--- begin Records for the exercise ---

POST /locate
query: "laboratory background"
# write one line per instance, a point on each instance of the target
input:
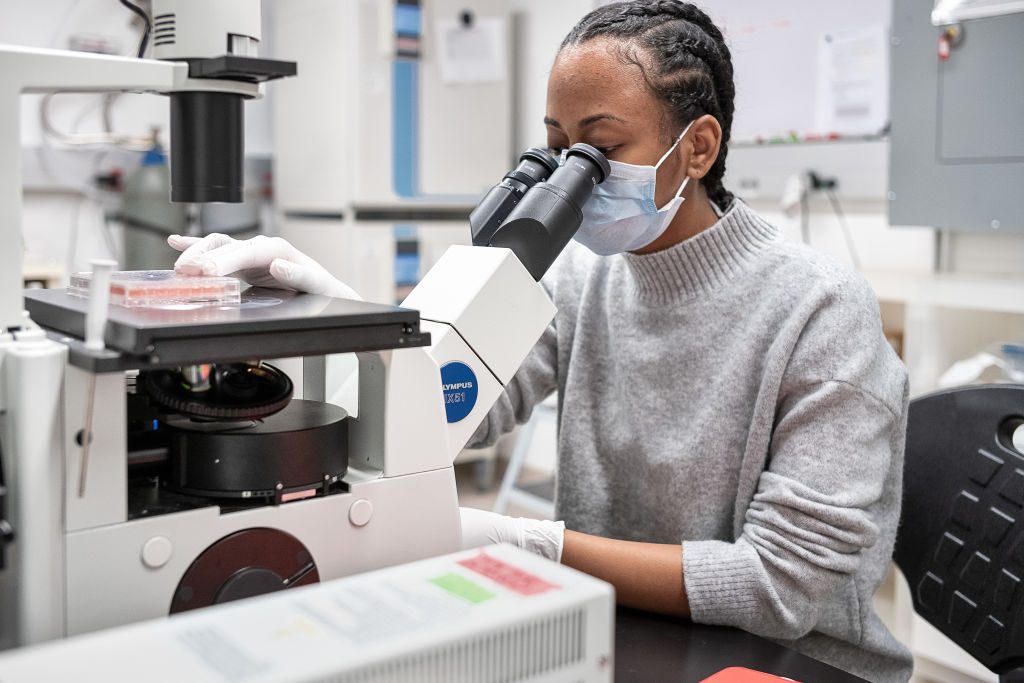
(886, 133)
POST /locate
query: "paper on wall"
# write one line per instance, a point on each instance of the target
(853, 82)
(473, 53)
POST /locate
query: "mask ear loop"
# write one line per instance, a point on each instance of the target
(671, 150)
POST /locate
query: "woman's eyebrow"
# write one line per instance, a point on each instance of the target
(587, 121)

--- end Records for the exercise ---

Locate each line in the entries above that contains the word "query" and copy those lines.

* _Task response_
query: "laboratory background"
query: "paper on wall"
query: "mask ear loop"
query: "woman's eyebrow"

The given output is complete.